Collected data entries

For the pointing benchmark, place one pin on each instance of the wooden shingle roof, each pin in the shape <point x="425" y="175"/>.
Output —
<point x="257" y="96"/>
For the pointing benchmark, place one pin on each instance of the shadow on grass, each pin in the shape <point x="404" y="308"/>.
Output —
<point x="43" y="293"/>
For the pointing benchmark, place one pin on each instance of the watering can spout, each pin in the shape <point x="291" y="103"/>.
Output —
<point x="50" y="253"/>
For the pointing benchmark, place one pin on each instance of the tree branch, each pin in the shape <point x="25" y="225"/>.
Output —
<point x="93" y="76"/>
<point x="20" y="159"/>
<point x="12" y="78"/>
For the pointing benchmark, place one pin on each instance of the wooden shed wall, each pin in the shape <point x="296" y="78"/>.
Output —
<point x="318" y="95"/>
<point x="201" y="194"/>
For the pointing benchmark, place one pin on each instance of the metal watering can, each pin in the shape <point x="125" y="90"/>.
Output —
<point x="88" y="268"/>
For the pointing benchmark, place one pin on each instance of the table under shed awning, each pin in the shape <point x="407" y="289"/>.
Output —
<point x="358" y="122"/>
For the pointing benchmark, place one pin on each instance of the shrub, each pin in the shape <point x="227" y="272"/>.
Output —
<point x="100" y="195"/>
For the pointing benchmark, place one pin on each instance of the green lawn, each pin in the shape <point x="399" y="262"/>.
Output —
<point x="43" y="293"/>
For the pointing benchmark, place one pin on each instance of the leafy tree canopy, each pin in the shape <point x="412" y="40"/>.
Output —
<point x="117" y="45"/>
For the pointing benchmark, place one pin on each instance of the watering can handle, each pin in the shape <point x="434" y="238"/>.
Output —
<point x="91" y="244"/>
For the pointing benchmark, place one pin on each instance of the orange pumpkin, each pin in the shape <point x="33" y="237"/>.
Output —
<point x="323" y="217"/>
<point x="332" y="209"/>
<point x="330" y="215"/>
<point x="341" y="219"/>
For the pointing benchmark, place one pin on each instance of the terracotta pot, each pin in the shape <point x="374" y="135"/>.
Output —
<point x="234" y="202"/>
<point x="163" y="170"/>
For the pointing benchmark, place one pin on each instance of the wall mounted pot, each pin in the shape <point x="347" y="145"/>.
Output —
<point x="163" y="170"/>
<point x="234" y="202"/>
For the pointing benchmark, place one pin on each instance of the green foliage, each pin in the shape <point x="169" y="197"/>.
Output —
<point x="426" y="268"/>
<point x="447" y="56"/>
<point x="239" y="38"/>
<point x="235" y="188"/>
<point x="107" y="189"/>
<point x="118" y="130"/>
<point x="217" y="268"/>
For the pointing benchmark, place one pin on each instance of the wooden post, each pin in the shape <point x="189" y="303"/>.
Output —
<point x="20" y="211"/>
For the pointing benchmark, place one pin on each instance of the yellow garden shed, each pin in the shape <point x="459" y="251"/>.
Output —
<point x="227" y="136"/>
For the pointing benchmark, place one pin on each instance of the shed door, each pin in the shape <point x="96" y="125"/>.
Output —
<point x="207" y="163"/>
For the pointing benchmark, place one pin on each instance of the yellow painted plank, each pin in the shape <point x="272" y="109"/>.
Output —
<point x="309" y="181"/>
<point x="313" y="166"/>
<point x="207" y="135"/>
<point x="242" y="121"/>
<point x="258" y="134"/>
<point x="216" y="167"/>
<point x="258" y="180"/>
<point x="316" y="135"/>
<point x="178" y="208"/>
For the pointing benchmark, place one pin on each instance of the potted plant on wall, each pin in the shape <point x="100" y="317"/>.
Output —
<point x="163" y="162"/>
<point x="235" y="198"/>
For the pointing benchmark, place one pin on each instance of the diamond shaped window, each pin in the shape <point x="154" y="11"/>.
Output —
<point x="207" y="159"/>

**Problem statement**
Each line of the material should be echoed exactly.

**Expected output**
For the pointing benchmark, place one pin on each instance of the wooden shingle roof, each pin in the shape <point x="425" y="175"/>.
Output —
<point x="257" y="96"/>
For the pointing benchmark, place one pin on each instance of the shadow on grass, each pin in the shape <point x="404" y="308"/>.
Output —
<point x="43" y="293"/>
For the pointing benchmark, place one pin on each instance of the watering can spout, each pin in the shape <point x="291" y="103"/>.
Output —
<point x="50" y="253"/>
For the pointing benchmark, place one pin on each instance of the tree branch, each pin in the shape <point x="25" y="225"/>.
Output —
<point x="93" y="76"/>
<point x="20" y="159"/>
<point x="12" y="78"/>
For the pointing benchmark, place one pin on each instance of the wooden shed wall, each pin in the shape <point x="296" y="78"/>.
Output —
<point x="318" y="95"/>
<point x="201" y="194"/>
For the pointing benchmark, place one pin on each instance of the metal watering can, each pin in the shape <point x="125" y="90"/>.
Output —
<point x="88" y="268"/>
For the pointing benchmark, place one pin on each instance of the table under shed awning, each pin in the shape <point x="407" y="289"/>.
Output —
<point x="358" y="122"/>
For the pointing benchmark, place one pin on each instance of the shrub, each pin in the shape <point x="227" y="272"/>.
Output —
<point x="100" y="195"/>
For the pointing benchmark, place one pin on each instance of the green lawn, each pin in the shape <point x="399" y="262"/>.
Output —
<point x="43" y="293"/>
For the pointing benchmark, place one pin on each instance of the leafy tree canopy, each pin in the shape <point x="412" y="40"/>.
Output —
<point x="117" y="45"/>
For the pointing benchmark, place one pin on each instance of the watering can handle, each pin in the shape <point x="434" y="238"/>.
Output —
<point x="91" y="244"/>
For the pointing benchmark, place one pin on each instance of the orange pumpkin, each pin in the shape <point x="33" y="237"/>.
Output —
<point x="323" y="217"/>
<point x="332" y="209"/>
<point x="330" y="215"/>
<point x="341" y="219"/>
For the pointing benchmark, place one pin on each instance of the terracotta pot, each pin in the shape <point x="374" y="135"/>.
Output —
<point x="234" y="202"/>
<point x="163" y="170"/>
For the pointing benchmark, place one pin on each instance of the wall mounted pot, each pin in the shape <point x="347" y="145"/>.
Output —
<point x="163" y="170"/>
<point x="234" y="202"/>
For the pointing benchmark, place one pin on each instance of the green foliage, each pin in the shape <point x="169" y="197"/>.
Output —
<point x="426" y="268"/>
<point x="447" y="56"/>
<point x="239" y="38"/>
<point x="235" y="188"/>
<point x="107" y="189"/>
<point x="118" y="130"/>
<point x="217" y="268"/>
For the pointing benchmark, place one pin on each instance of the wooden post, each pin in the shape <point x="189" y="303"/>.
Output —
<point x="20" y="211"/>
For the pointing benchmark, place one pin on each instance of the yellow garden shed, each pin in the shape <point x="459" y="251"/>.
Output —
<point x="227" y="136"/>
For the pointing benchmark, place one pin on each instance of the shed door, each pin in the shape <point x="96" y="125"/>.
Output —
<point x="207" y="163"/>
For the pointing benchmark, place one pin on each instance of the yellow painted plank, each pin in the shape <point x="272" y="109"/>.
Output —
<point x="309" y="181"/>
<point x="313" y="166"/>
<point x="207" y="135"/>
<point x="242" y="121"/>
<point x="258" y="134"/>
<point x="216" y="167"/>
<point x="258" y="180"/>
<point x="316" y="135"/>
<point x="178" y="208"/>
For the pointing benchmark, place one pin on each instance of the potted plant on wall, each pin in the shape <point x="100" y="317"/>.
Output —
<point x="163" y="162"/>
<point x="235" y="198"/>
For the pointing benchmark, place one pin on each instance of the diamond shaped window, each pin in the shape <point x="154" y="11"/>.
Output —
<point x="207" y="159"/>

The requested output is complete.